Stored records
.....

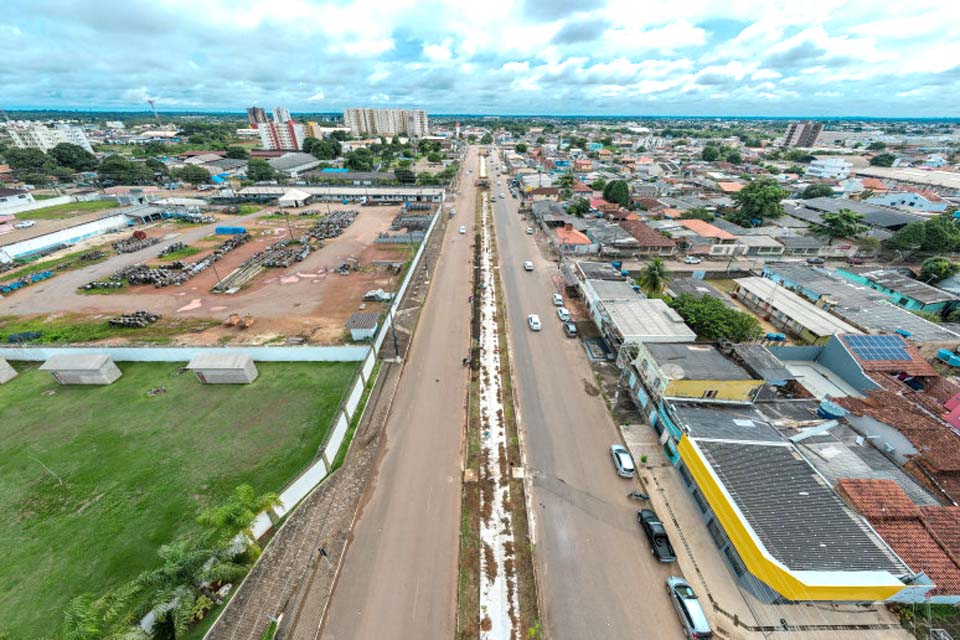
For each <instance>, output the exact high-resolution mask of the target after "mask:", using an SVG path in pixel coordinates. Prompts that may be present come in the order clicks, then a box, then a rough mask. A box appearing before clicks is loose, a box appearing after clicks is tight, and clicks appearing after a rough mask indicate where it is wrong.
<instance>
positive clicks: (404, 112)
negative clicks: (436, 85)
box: [343, 109, 430, 138]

.....

Give the data again exactly as written, with no pictures included.

Output for this task
For each <instance>, output the exact high-resolution mask of the target after "mask:", using an SVG path in pixel coordinates. Prompts that may be present come in the order clicks, then a box, then a rough mask. A box appearing before clicks is loose, a box appearing after clicks is tight, and clicks appearing after a rough mask indicate where it is wrong.
<instance>
positive clicks: (404, 112)
negative clicks: (436, 85)
box: [343, 109, 430, 138]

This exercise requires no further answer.